# What you need to do
In the answer, each entry below appears exactly as given, and no picture appears at all.

# Entries supplied
◇ ◇ ◇
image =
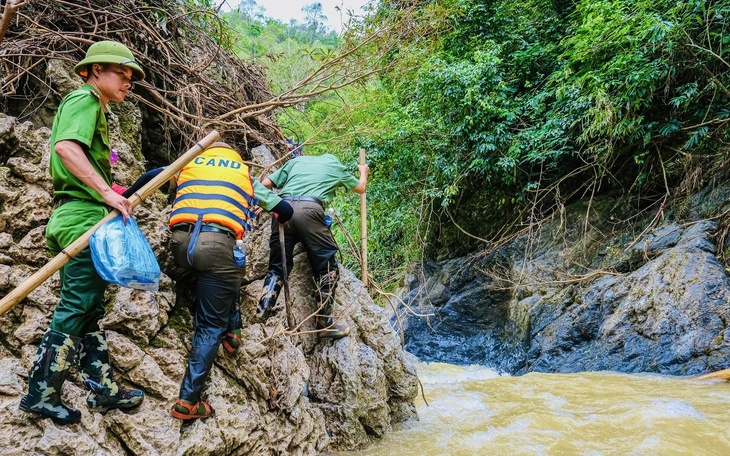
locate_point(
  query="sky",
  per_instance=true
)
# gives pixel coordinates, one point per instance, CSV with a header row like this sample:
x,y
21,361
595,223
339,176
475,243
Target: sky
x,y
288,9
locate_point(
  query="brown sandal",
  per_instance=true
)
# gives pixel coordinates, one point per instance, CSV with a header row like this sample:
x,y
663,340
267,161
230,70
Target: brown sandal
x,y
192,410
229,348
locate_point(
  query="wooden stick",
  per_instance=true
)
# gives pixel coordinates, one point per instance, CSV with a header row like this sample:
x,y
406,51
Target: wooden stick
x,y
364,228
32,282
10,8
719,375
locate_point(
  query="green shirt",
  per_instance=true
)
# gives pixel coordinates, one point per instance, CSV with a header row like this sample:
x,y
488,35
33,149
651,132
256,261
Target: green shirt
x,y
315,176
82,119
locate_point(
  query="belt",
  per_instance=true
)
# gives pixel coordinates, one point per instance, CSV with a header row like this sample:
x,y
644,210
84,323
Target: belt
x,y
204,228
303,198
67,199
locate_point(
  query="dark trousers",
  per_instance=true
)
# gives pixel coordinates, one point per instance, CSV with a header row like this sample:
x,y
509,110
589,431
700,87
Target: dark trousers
◇ ◇ ◇
# Response for this exercise
image =
locate_point(
  query="sky",
  per_instance=true
)
# gives pixel coordinates, one point per instance, CSV with a header row like this sample:
x,y
21,361
595,223
339,176
475,243
Target: sky
x,y
288,9
locate_point(
  query="brown sandal",
  per_instance=true
)
# gives pixel coordinates, one point per instance, CSV with a header row like this sample:
x,y
663,340
267,161
230,70
Target: brown sandal
x,y
192,410
229,348
locate_point(
  query="wooden stick",
  per_instance=true
)
# gives pixel coordinates, one point per instance, CSV with a header row like this sample:
x,y
406,51
Target: wooden stick
x,y
364,228
32,282
10,8
719,375
locate_point(
  query="green shirt",
  per_instance=true
)
# gives pixel coordinates, one point per instance, CSV with a header row like this sample:
x,y
488,35
33,149
651,132
256,261
Target: green shirt
x,y
315,176
82,119
locate_point(
  query="belt",
  per_instance=true
)
# gives pixel coordinates, one point per instance, CSV with a header row like this sample:
x,y
644,210
84,323
Target: belt
x,y
204,228
303,198
67,199
locate_point(
  query="dark trousers",
  per_instance=true
)
# gives pixel coordinates, one point per instance, CSV with a header row like this sample:
x,y
509,110
589,431
700,87
Target: dark trousers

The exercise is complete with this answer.